Activity
Every line from the one containing "Extract sofa armrest" to the one containing "Extract sofa cushion" in the records below, both included, must be set down exactly, and no other line.

Referring expression grounding data:

- Opening Delimiter -

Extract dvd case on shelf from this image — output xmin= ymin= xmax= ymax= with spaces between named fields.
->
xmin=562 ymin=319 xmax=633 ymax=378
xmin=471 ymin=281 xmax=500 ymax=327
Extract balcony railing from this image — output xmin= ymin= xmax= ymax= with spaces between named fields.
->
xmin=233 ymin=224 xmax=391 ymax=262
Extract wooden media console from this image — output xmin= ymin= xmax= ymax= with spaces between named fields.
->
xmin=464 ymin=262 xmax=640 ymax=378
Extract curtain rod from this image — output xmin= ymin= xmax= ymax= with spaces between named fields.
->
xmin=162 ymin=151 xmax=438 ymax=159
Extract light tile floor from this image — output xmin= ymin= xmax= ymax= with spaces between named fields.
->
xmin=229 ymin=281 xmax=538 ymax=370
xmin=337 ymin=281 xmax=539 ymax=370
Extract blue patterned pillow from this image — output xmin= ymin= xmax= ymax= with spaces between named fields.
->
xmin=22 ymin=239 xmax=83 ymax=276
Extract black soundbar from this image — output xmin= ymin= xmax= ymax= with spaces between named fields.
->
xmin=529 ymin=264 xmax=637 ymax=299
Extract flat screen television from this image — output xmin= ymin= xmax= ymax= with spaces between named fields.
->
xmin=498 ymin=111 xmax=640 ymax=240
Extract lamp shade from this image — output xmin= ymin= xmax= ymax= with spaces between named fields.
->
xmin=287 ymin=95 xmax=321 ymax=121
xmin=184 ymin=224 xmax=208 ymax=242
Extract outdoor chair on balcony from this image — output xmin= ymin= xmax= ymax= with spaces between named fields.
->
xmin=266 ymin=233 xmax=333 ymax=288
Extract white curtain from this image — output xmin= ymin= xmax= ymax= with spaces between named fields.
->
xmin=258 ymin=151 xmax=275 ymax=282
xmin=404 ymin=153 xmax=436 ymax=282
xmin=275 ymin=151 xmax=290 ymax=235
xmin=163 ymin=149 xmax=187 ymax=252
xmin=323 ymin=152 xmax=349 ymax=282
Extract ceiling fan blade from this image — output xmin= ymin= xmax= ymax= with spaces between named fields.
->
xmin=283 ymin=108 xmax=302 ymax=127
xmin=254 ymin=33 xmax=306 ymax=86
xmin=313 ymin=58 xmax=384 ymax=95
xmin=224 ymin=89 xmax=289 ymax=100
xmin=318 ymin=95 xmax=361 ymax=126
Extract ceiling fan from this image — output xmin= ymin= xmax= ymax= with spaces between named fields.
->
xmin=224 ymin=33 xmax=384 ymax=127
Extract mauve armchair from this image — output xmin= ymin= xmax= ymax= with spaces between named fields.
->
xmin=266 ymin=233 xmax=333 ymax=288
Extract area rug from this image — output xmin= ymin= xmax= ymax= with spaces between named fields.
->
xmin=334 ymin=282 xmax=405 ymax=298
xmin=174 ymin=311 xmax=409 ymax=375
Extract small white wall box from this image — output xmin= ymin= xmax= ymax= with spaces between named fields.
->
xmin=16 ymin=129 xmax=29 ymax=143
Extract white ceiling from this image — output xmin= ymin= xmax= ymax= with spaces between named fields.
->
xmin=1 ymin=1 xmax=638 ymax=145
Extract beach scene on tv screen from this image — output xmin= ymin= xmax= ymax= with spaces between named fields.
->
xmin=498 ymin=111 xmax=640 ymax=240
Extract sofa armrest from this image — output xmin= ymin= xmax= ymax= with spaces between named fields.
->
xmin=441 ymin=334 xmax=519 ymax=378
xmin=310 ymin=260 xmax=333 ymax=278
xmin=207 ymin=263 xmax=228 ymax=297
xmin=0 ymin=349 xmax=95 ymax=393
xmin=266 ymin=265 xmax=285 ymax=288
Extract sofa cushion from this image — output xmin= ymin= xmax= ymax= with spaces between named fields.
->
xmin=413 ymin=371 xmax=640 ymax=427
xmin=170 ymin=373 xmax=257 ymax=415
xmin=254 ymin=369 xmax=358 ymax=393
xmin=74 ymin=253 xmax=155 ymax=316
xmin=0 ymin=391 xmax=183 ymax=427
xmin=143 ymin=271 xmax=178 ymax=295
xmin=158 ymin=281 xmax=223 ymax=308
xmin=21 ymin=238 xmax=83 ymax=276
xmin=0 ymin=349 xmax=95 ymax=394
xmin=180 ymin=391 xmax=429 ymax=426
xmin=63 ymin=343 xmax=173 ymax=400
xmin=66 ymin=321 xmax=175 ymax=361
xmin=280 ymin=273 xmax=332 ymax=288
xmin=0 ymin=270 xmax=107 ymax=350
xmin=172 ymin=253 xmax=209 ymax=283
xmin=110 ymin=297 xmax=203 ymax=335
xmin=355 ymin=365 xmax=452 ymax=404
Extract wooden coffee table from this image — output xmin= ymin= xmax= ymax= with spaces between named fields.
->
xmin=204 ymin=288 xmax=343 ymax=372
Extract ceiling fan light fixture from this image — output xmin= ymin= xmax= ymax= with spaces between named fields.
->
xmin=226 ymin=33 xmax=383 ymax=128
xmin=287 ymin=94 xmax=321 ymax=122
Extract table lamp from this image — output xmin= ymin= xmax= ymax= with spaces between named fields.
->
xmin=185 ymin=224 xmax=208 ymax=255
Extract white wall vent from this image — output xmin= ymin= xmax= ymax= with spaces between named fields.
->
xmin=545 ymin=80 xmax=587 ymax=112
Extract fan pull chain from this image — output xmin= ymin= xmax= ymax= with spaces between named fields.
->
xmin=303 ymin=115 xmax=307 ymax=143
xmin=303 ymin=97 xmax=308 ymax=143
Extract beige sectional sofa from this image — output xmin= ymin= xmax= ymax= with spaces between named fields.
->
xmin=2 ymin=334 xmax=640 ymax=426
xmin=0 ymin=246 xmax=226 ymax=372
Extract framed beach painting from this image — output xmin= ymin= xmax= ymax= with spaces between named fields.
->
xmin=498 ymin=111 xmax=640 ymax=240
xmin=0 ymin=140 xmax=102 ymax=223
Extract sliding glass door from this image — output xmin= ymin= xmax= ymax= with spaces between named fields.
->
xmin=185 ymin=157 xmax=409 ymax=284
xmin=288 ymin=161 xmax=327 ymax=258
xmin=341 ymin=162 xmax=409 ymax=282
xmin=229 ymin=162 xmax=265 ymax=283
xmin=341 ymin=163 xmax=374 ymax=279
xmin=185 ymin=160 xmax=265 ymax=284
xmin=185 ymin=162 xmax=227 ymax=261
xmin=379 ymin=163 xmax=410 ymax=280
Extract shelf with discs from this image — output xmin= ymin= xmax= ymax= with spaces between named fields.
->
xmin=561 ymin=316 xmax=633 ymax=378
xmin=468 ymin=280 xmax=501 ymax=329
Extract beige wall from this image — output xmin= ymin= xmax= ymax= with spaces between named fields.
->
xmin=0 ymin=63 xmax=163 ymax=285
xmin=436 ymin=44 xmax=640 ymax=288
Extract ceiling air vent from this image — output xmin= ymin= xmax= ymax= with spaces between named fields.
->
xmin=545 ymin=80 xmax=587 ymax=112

- Closing Delimiter -

Response
Extract sofa armrest from this image — output xmin= ymin= xmax= ymax= with spaces between named fields.
->
xmin=441 ymin=334 xmax=519 ymax=378
xmin=310 ymin=260 xmax=333 ymax=278
xmin=207 ymin=263 xmax=228 ymax=297
xmin=0 ymin=349 xmax=95 ymax=393
xmin=266 ymin=265 xmax=285 ymax=288
Extract sofa cushion from this image — output xmin= ymin= xmax= ymax= with spaces between named fields.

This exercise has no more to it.